_EXERCISE DETAILS:_ Format the lines below as a JSON list of strings with one string per line, skipping blank lines and leaving out the pictures.

_RECORDS SUPPLIED:_
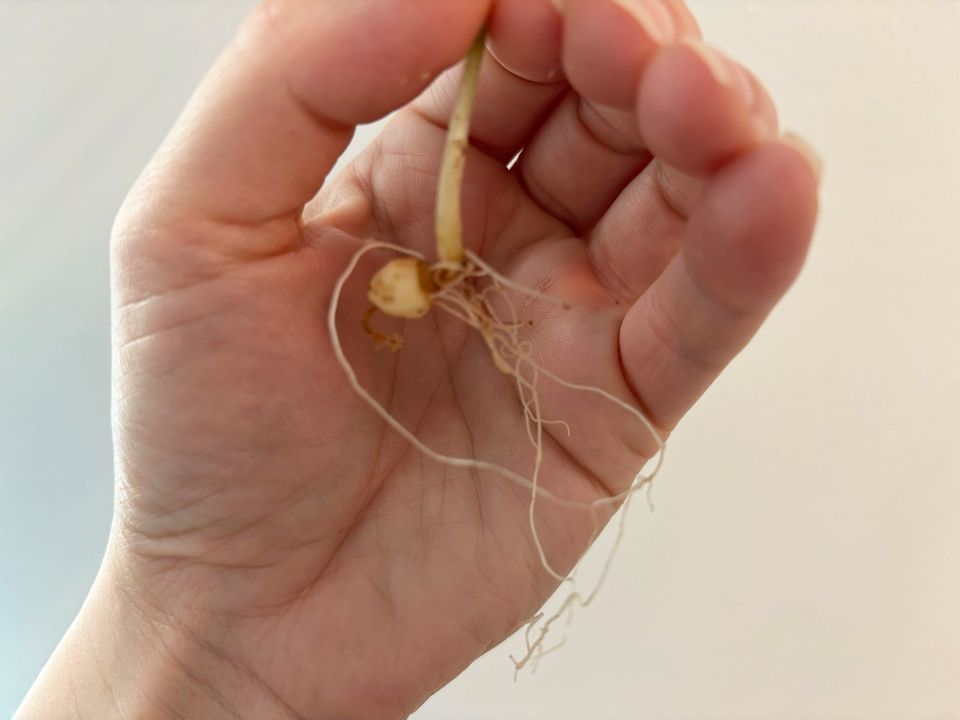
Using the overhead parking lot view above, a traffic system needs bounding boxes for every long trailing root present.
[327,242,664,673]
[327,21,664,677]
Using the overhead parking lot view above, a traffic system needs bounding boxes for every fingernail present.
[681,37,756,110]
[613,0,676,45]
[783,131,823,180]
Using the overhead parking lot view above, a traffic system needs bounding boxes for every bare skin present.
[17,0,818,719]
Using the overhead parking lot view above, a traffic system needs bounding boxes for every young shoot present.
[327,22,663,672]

_FINAL RESULT:_
[
  "Using the overhead parking lot view above, a traffic system needs bounding boxes for every long trailing root present.",
  "[327,242,664,673]",
  "[327,21,664,677]",
  "Using the overhead parking lot view above, a traffic system needs bounding boxes for every fingernail present.",
  "[681,37,756,110]",
  "[613,0,676,45]",
  "[783,131,823,180]",
  "Using the overhead parking lot view above, a traffic system needs bounding boxes for every bare skin present.",
  "[17,0,818,719]",
  "Using the overhead parking lot view above, a traffic system needs bounding boxes for every young shoot present.",
  "[327,22,663,672]"
]